--- Start of EXTRACTED RECORDS ---
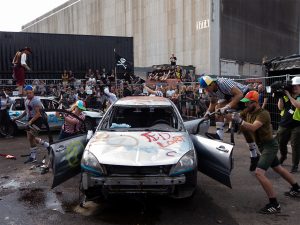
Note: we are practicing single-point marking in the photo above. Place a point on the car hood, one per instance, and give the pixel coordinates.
(93, 114)
(139, 148)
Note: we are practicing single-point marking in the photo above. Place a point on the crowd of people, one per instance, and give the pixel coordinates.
(208, 95)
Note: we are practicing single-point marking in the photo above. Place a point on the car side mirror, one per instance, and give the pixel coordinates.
(89, 135)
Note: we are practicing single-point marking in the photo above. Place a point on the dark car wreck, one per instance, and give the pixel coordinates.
(142, 145)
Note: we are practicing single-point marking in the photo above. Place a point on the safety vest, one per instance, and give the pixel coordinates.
(296, 114)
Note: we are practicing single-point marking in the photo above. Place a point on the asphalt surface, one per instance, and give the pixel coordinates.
(26, 197)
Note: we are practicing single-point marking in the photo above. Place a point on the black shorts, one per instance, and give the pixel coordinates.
(39, 122)
(241, 105)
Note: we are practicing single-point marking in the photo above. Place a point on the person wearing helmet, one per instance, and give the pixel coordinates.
(289, 125)
(33, 110)
(72, 125)
(258, 122)
(226, 94)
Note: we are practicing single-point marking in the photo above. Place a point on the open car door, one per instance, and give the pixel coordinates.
(67, 155)
(214, 158)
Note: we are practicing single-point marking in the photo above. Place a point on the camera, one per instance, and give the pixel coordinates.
(278, 88)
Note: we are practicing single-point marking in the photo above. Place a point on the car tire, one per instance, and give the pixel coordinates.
(11, 131)
(89, 123)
--- End of EXTRACTED RECORDS ---
-- TASK INSTRUCTIONS --
Please rewrite the data from the line containing "the camera, one" through the end of the data, both included, keeping the request lines unchanged and increasing every coordinate in the answers by 39.

-- THE COMPLETED TASK --
Note: we are practicing single-point marking in the photo above. Place a point on the camera, one per instance, and give the pixel coordinates.
(317, 127)
Note: we are practicing single-point marking in the photo above. Place a point on the car tire, one per instance, and give the pixel coordinates.
(50, 170)
(128, 162)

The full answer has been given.